## [WRITTEN EXERCISE]
In the material below, copy the lines without any change, starting at the line that contains "Security feed analysis: pinpoint every person in white" and stopping after the line that contains "[401,390,420,414]".

## [SUPPLIED ENTRIES]
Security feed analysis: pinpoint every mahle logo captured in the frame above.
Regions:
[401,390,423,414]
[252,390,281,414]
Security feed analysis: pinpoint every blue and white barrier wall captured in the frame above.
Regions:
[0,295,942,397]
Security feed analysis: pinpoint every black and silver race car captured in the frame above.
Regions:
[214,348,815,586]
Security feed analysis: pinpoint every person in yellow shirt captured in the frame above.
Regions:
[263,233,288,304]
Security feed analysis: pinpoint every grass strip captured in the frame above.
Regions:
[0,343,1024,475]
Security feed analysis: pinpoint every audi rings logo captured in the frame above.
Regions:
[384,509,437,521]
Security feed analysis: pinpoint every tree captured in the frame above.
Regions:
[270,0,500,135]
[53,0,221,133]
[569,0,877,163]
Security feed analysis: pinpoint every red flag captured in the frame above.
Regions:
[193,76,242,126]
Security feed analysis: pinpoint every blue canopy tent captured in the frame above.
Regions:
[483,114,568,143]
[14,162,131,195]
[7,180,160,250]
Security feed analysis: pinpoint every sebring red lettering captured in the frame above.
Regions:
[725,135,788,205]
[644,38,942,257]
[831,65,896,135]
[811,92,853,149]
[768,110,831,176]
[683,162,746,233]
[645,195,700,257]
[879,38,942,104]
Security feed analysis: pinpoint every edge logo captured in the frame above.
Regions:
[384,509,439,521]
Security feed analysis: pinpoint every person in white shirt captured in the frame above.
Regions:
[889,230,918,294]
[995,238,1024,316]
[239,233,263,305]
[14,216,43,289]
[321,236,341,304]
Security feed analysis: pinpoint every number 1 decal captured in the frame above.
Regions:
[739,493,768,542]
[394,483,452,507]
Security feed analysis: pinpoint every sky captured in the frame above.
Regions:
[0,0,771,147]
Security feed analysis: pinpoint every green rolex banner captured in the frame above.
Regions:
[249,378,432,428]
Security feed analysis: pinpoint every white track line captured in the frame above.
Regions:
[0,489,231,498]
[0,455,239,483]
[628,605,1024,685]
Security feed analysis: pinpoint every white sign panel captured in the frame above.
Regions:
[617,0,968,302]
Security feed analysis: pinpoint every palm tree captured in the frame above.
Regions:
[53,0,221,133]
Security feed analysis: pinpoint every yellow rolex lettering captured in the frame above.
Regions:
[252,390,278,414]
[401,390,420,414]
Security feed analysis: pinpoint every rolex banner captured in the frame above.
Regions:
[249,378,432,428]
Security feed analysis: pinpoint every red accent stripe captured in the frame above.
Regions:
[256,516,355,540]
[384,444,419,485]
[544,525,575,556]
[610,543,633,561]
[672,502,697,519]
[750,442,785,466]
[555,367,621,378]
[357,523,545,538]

## [TASK RESPONSE]
Security feed analysis: pinpoint every person in white shirt captured in the frame above.
Regions:
[889,230,918,294]
[995,238,1024,316]
[239,233,263,305]
[14,216,43,289]
[321,236,341,304]
Security feed analysis: pinpoint every number 1 decal captured in the frame above.
Regions:
[739,493,768,542]
[394,483,452,507]
Security feed analysis: pinpoint every sky captured in the frame above.
Regions:
[0,0,771,147]
Security feed analysis: pinpoint every green rolex banner captured in the frame above.
Regions:
[249,378,432,428]
Security feed analysis: pinpoint every white track line captured in the frame above.
Regions:
[0,489,231,498]
[0,455,239,483]
[628,605,1024,685]
Security feed analysis: pinpoint every white sign panel captured in the frame above.
Regions:
[617,0,968,302]
Security feed analysis: pinpoint every palm tree captured in the frame above.
Regions:
[53,0,221,133]
Security feed analysis: pinpoint every yellow rolex lettering captured in the frame above.
Regions:
[252,390,278,414]
[401,390,420,414]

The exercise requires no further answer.